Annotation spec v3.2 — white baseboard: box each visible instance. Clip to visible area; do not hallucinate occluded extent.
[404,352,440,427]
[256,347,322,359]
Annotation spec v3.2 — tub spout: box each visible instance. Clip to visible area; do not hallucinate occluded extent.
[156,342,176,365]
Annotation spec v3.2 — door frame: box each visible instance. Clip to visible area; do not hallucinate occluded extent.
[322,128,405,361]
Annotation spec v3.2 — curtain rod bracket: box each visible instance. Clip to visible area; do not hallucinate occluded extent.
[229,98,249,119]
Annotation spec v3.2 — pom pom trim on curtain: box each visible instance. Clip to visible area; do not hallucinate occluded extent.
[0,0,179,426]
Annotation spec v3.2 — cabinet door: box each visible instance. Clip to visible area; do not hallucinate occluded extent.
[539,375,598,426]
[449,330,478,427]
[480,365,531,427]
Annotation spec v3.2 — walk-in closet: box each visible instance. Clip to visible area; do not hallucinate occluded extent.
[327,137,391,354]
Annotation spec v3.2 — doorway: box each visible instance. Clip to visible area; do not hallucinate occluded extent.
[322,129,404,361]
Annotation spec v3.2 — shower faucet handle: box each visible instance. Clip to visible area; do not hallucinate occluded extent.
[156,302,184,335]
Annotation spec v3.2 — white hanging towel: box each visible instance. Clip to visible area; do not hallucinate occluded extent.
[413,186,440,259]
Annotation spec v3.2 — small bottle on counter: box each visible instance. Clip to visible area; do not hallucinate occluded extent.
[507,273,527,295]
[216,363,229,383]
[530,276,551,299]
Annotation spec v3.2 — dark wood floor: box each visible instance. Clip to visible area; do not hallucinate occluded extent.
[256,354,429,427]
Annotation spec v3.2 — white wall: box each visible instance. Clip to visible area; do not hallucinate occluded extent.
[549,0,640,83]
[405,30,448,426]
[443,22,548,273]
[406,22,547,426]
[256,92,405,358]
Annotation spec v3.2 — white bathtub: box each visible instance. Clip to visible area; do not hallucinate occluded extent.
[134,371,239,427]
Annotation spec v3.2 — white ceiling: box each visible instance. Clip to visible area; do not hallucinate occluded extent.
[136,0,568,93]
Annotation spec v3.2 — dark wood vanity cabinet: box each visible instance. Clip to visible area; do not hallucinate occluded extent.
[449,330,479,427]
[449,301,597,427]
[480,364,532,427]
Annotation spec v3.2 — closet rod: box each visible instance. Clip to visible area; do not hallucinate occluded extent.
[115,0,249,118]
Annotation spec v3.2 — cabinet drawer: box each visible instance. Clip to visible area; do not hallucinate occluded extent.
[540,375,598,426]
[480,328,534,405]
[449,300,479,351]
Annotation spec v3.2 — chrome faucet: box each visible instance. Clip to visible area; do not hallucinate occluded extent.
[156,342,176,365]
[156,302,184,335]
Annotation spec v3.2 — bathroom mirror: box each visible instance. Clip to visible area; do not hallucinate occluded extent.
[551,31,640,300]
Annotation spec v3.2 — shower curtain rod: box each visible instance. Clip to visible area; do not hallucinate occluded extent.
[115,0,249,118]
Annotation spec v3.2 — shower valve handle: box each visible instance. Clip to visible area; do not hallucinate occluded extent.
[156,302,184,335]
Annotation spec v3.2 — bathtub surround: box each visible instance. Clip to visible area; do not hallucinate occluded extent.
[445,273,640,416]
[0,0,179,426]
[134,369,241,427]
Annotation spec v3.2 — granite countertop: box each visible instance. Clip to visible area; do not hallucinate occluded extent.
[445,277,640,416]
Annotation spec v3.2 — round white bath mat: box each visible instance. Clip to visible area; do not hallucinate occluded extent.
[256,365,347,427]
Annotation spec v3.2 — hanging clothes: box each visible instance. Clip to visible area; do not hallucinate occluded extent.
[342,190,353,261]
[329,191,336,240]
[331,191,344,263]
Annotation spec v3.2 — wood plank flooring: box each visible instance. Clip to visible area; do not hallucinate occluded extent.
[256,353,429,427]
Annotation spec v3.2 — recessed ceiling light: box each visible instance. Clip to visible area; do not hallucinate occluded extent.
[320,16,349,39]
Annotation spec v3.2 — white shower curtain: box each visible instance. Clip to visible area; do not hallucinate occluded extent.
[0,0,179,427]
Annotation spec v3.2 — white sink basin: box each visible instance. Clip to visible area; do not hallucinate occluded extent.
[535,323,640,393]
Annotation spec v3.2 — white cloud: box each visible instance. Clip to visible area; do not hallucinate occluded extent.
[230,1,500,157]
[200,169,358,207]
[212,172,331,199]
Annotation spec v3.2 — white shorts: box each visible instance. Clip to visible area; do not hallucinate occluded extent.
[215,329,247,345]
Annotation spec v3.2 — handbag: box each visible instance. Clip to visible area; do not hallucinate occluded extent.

----

Instruction:
Output each line of the listing above as a Markdown table with the columns Row and Line, numbering the rows in order and omitting blank lines.

The output:
| Row | Line |
|---|---|
| 1 | Annotation spec v3.2 — white baseboard: box each visible instance. Clip to visible area; do not hallucinate occluded extent. |
| 2 | [404,352,440,427] |
| 3 | [256,347,322,359] |
| 4 | Annotation spec v3.2 — tub spout: box each visible instance. Clip to visible area; do not hallucinate occluded extent. |
| 5 | [156,342,176,365] |
| 6 | Annotation spec v3.2 — door frame: box each visible instance. Clip to visible area; do not hallucinate occluded extent. |
| 7 | [322,128,405,361] |
| 8 | Annotation spec v3.2 — curtain rod bracket: box each visible instance. Clip to visible area; do not hallucinate occluded extent. |
| 9 | [229,98,249,119] |
| 10 | Annotation spec v3.2 — pom pom trim on curtain: box each visible instance. Clip to visible area; do not hallucinate occluded extent. |
| 11 | [0,0,179,426] |
| 12 | Annotation spec v3.2 — cabinet door: box each visible instance. Clip to visible area; do not hallucinate occluded extent. |
| 13 | [539,375,598,426] |
| 14 | [449,330,478,427] |
| 15 | [480,365,531,427] |
| 16 | Annotation spec v3.2 — walk-in closet: box each visible instance. Clip to visible area; do not hallucinate occluded extent. |
| 17 | [327,137,391,354] |
| 18 | Annotation spec v3.2 — doorway: box each visible instance. Clip to visible area; do not hallucinate occluded extent. |
| 19 | [322,129,404,361] |
| 20 | Annotation spec v3.2 — shower faucet handle: box each visible instance. Clip to visible area; do not hallucinate occluded extent. |
| 21 | [156,302,184,335] |
| 22 | Annotation spec v3.2 — white hanging towel: box each visible instance. Clip to visible area; do not hallucinate occluded extent. |
| 23 | [413,186,440,259] |
| 24 | Annotation spec v3.2 — small bottle on counter: box each visible instance. Clip to visible area; do not hallucinate occluded extent. |
| 25 | [507,273,527,295] |
| 26 | [216,363,229,383] |
| 27 | [530,276,551,299] |
| 28 | Annotation spec v3.2 — dark wood floor: box each visible instance. Clip to visible area; do not hallucinate occluded extent. |
| 29 | [256,354,429,427] |
| 30 | Annotation spec v3.2 — white wall: box each visible instance. Clip to visible area; do not hallucinate occluded extent. |
| 31 | [549,0,640,83] |
| 32 | [405,30,448,426] |
| 33 | [443,22,548,273] |
| 34 | [406,22,547,426] |
| 35 | [256,92,405,358] |
| 36 | Annotation spec v3.2 — white bathtub: box each visible instance. Clip to visible area; do not hallucinate occluded extent. |
| 37 | [134,371,239,427] |
| 38 | Annotation spec v3.2 — white ceiling: box each visible instance. Clip to visible area; do not hallucinate occluded extent. |
| 39 | [136,0,568,93] |
| 40 | Annotation spec v3.2 — dark wood vanity cabinet: box each visible instance. Clip to visible area; do not hallucinate occluded extent. |
| 41 | [449,330,479,427] |
| 42 | [449,301,597,427] |
| 43 | [480,364,532,427] |
| 44 | Annotation spec v3.2 — closet rod: box each visible instance. Clip to visible area; do not hallucinate occluded extent. |
| 45 | [115,0,249,118] |
| 46 | Annotation spec v3.2 — cabinet drawer: box each visible instance. Clip to visible area; do not hallucinate occluded extent. |
| 47 | [540,375,598,426] |
| 48 | [480,328,534,405] |
| 49 | [449,300,479,351] |
| 50 | Annotation spec v3.2 — chrome faucet: box each visible instance. Clip to visible area; do not hallucinate occluded extent. |
| 51 | [156,342,176,365] |
| 52 | [156,302,184,335] |
| 53 | Annotation spec v3.2 — bathroom mirror: box each visible instance. Clip to visible area; do not hallucinate occluded extent. |
| 54 | [551,31,640,300] |
| 55 | Annotation spec v3.2 — shower curtain rod: box each visible instance. Clip to visible area; do not hallucinate occluded extent. |
| 56 | [115,0,249,118] |
| 57 | Annotation spec v3.2 — shower valve handle: box each visible instance. Clip to visible area; do not hallucinate occluded extent. |
| 58 | [156,302,184,335] |
| 59 | Annotation spec v3.2 — bathtub surround: box each visible instance. Clip to visible area; do not hallucinate occluded extent. |
| 60 | [445,273,640,416] |
| 61 | [0,0,179,426] |
| 62 | [134,369,241,427] |
| 63 | Annotation spec v3.2 — granite countertop: box each visible instance. Clip to visible area; do not hallucinate occluded extent. |
| 64 | [445,277,640,416] |
| 65 | Annotation spec v3.2 — round white bath mat: box each visible instance. Clip to visible area; do not hallucinate occluded extent. |
| 66 | [256,365,347,427] |
| 67 | Annotation spec v3.2 — hanging clothes: box each visible instance. Clip to visible area; do not hallucinate occluded extent. |
| 68 | [342,190,353,261] |
| 69 | [329,191,336,240] |
| 70 | [331,191,344,263] |
| 71 | Annotation spec v3.2 — wood plank flooring: box each visible instance. Clip to visible area; do not hallucinate occluded extent. |
| 72 | [256,353,429,427] |
| 73 | Annotation spec v3.2 — recessed ceiling light: box each visible instance. Clip to visible area; do not hallucinate occluded extent. |
| 74 | [320,16,349,39] |
| 75 | Annotation spec v3.2 — white shower curtain: box each visible instance. Clip to visible area; do not hallucinate occluded extent. |
| 76 | [0,0,179,427] |
| 77 | Annotation spec v3.2 — white sink basin: box each visible instance. Clip to visible area; do not hallucinate occluded extent. |
| 78 | [535,323,640,393] |
| 79 | Annotation spec v3.2 — white cloud: box each visible instance. Clip to visible area; do not hallucinate occluded extent. |
| 80 | [230,1,500,157] |
| 81 | [200,169,358,207] |
| 82 | [212,172,331,199] |
| 83 | Annotation spec v3.2 — white shorts: box each visible instance. Clip to visible area; do not hallucinate occluded extent. |
| 84 | [215,329,247,345] |
| 85 | Annotation spec v3.2 — handbag: box each visible instance. Clip to visible area; do not hallucinate occluded extent. |